- [Text zur Analyse]:

>>>

# taz.de -- Film-Audiodeskriptionen für Blinde: Farben sind wichtig!
       
       > Sci-Fi, Thriller, Rom-Coms – sie gibt es oft mit akustischer
       > Beschreibung. Dass die Audiodeskription eine eigene Kunstform ist,
       > beachten nur wenige.
       
 (IMG) Bild: Viele blinde Menschen erinnern sich an Farben, und wollen sie auch im Film erfahren
       
       Im Gymnasium liest sie durch dicke Lupen. Auf ihrem Rad fährt sie über
       schmale Landstraßen, denn ohne im Weg herumstehende Busse und Straßenbahnen
       geht das gut. Zehn Jahre ist sie alt, als ihr Vater 1969 den ersten
       Fernseher kauft. Auf dem Teppichboden sitzend, einen halben Meter vom
       Bildschirm entfernt, sieht Barbara Fickert die „Bezaubernde Jeannie“ ihre
       Arme verschränken. Der erste Kinobesuch ist dann ein Erlebnis, erinnert
       sich die heute 57-Jährige weiter und breitet die Arme aus: „Die Leinwand
       und der Kontrast durch den dunklen Kinosaal. Bud Spencer. Terence Hill. Das
       hat mich geprägt.“
       
       Seit ihrer frühen Kindheit hat Barbara Fickert eine Sehkraft von sieben
       Prozent. Anfang der 90er werden ihre Augen langsam schlechter. Hell und
       dunkel erkennt sie noch, das Gesichtsfeld wird kleiner, ihre Lupengläser
       helfen nicht mehr. Und im Kino kann sie auf der Leinwand immer weniger
       erkennen. „Seither hat sich aber viel getan“, erklärt sie und meint damit
       auch Audiodeskriptionen – akustische Kommentare für TV- und Kinofilme, die
       in Dialogpausen das Geschehen beschreiben. 1993 läuft erstmals eine
       Audiodeskription im ZDF. 2013 hört Barbara Fickert ihren ersten Kinofilm
       „Imagine“ über die App GRETA. Mit ihr lassen sich viele Bildbeschreibungen
       downloaden und ähnlich wie bei der Musik-App „Shazam“ automatisch mit dem
       Film synchronisieren. Den Kommentar kann man über Kopfhörer hören – er ist
       rein deskriptiv und enthält keine Filmsounds.
       
       Fickert geht wieder öfter ins Kino. Und schreibt darüber – mithilfe von
       Audio-Software verfasst sie auf ihrem Blog [1][blindgaengerin.com] die
       ersten, sehr persönlichen Hörfilm-Kritiken. „Sind die Bildbeschreibungen
       gut, werden sie einem als Zuschauer kaum bewusst, er kann entspannt der
       Handlung folgen“, erklärt die Film-Bloggerin und lächelt, ihr blauen Augen
       leuchten, die Sonne scheint über einen kleinen See hinter ihrem Haus in
       Berlin-Spandau: „Die Personen sollten zum Beispiel in der ersten halben
       Stunde eingeführt werden – also ihr Aussehen, ihre Mimik und Körpersprache.

<<<

- [Arbeitsauftrag 1]:
Beantworte die folgenden Fragen zum Artikel über Audiodeskriptionen.
(a) In welchem Jahr kaufte Barbara Fickerts Vater den ersten Fernseher?
(b) Wie viel Prozent Sehkraft hat Barbara Fickert seit ihrer frühen Kindheit?
(c) Über welche App hörte sie 2013 ihren ersten Kinofilm?
- [Arbeitsauftrag 2]: Gib aus dem Artikel über Audiodeskriptionen den Abschnitt von „# taz.de -- Film-Audiodeskriptionen“ bis einschließlich „beachten nur wenige.“ wortgetreu wieder.

[Gespeicherte Dateneinträge]
>>>

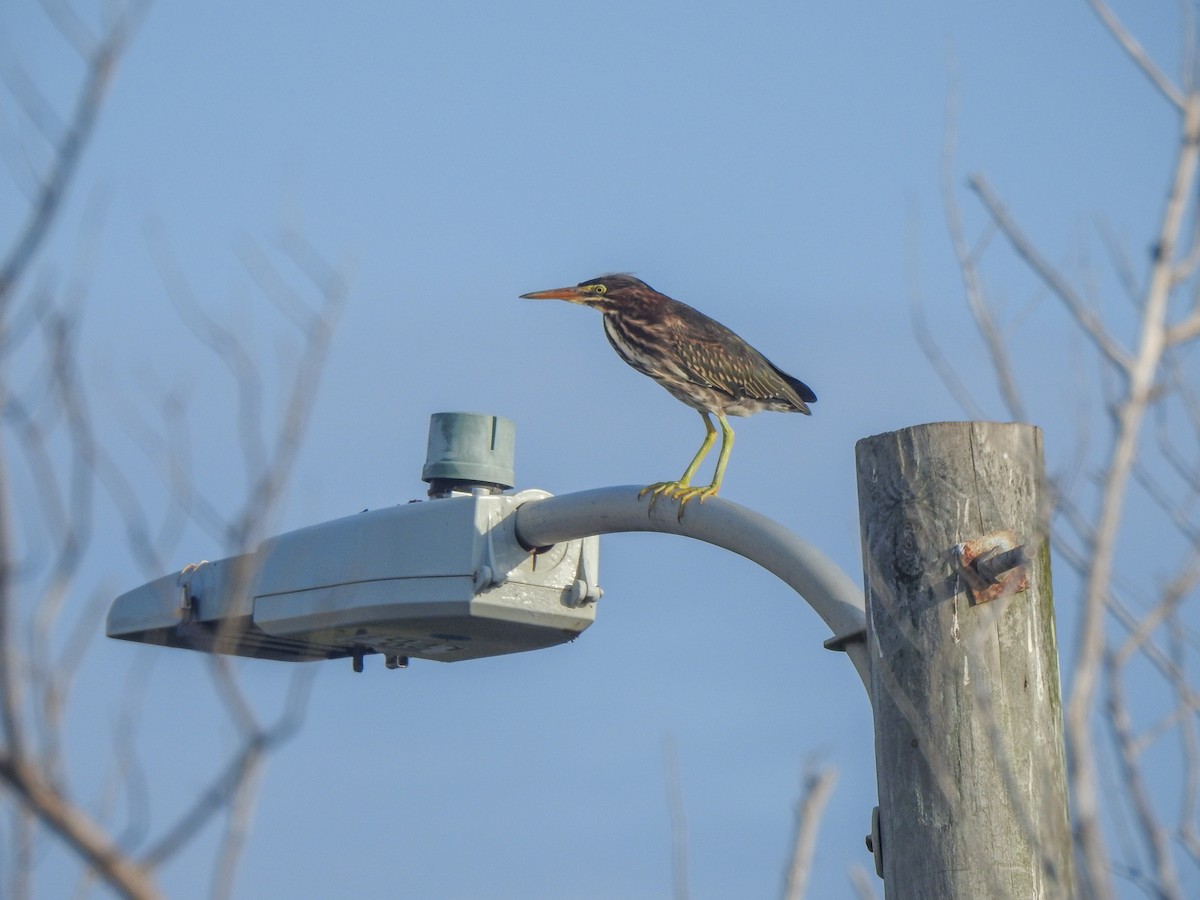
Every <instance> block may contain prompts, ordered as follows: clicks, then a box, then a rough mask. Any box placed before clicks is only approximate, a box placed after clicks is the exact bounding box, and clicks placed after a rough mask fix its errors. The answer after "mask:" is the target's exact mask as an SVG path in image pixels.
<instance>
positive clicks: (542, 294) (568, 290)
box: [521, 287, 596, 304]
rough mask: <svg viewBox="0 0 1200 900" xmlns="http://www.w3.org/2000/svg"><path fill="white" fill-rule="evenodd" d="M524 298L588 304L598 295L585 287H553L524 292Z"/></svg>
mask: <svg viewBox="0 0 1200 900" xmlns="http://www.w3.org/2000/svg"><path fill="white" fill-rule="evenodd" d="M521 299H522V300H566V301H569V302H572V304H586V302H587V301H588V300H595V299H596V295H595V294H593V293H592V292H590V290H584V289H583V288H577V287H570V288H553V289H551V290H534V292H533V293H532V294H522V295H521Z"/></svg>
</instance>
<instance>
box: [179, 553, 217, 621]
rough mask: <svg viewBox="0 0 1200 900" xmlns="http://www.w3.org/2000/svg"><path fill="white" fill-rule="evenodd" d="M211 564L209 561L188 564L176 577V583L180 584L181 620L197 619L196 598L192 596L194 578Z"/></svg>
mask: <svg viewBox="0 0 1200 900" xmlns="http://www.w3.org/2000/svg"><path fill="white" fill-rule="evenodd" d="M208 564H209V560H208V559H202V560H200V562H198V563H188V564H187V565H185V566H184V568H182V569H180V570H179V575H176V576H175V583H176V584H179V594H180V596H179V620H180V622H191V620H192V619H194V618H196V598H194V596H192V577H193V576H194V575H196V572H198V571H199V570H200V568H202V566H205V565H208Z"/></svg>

<<<
>>>

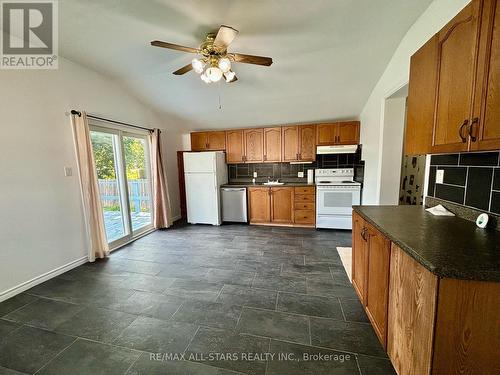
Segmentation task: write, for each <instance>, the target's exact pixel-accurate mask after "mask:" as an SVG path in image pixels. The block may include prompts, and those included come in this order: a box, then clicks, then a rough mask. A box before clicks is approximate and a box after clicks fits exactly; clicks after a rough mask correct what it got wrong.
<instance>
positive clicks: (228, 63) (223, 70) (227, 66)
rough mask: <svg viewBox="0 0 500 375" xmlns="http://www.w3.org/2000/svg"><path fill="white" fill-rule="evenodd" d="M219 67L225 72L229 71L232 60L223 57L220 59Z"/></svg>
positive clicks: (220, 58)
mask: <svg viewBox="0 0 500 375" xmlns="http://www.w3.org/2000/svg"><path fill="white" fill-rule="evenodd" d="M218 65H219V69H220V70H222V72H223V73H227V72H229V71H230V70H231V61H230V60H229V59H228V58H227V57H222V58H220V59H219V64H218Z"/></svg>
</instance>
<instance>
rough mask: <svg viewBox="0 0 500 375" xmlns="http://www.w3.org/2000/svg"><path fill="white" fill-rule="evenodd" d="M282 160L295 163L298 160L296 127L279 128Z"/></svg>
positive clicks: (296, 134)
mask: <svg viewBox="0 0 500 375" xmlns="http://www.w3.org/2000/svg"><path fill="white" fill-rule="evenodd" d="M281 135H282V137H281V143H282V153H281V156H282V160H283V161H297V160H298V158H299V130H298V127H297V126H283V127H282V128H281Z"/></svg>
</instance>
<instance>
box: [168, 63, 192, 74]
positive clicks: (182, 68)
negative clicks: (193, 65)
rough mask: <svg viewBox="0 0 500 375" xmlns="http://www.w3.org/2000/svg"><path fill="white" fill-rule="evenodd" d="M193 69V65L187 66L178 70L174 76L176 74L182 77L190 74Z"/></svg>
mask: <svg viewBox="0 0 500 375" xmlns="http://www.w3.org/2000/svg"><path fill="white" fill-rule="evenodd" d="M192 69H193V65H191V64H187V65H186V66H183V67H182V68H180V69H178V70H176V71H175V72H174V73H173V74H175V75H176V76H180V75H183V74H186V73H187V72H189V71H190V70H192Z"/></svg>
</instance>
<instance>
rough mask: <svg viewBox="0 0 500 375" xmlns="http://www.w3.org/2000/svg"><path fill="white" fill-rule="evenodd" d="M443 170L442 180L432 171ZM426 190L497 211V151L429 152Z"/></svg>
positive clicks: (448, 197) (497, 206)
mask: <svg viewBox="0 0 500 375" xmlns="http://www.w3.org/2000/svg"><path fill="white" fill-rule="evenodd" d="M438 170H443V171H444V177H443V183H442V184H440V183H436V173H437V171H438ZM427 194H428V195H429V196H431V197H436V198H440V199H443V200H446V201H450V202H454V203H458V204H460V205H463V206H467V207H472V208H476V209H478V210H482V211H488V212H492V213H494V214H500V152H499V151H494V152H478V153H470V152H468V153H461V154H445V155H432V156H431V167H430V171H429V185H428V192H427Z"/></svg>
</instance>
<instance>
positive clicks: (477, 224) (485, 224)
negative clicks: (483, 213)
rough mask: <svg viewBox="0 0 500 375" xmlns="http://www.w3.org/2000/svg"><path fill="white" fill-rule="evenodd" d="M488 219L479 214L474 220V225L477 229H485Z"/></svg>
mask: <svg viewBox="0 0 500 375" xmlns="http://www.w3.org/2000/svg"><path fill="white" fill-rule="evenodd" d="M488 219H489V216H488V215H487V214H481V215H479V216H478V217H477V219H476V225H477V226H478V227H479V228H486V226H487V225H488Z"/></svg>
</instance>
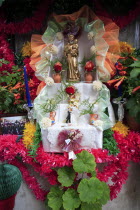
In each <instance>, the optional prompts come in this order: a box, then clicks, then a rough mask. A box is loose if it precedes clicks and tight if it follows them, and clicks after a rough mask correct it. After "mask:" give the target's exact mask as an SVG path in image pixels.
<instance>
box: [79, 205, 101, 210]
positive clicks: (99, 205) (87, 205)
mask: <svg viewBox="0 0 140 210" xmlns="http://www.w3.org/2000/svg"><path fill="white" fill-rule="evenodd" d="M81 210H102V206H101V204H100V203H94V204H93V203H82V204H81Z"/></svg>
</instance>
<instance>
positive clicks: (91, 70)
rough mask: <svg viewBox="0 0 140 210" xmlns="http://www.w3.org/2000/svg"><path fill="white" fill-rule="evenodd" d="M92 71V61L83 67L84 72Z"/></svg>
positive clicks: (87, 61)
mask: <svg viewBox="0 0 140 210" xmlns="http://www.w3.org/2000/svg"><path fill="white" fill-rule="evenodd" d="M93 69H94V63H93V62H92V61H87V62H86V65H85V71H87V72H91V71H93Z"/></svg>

<<<

- [Antwort 1]:
(a) 1969
(b) Sieben Prozent
(c) GRETA

- [Antwort 2]:
# taz.de -- Film-Audiodeskriptionen für Blinde: Farben sind wichtig!
       
       > Sci-Fi, Thriller, Rom-Coms – sie gibt es oft mit akustischer
       > Beschreibung. Dass die Audiodeskription eine eigene Kunstform ist,
       > beachten nur wenige.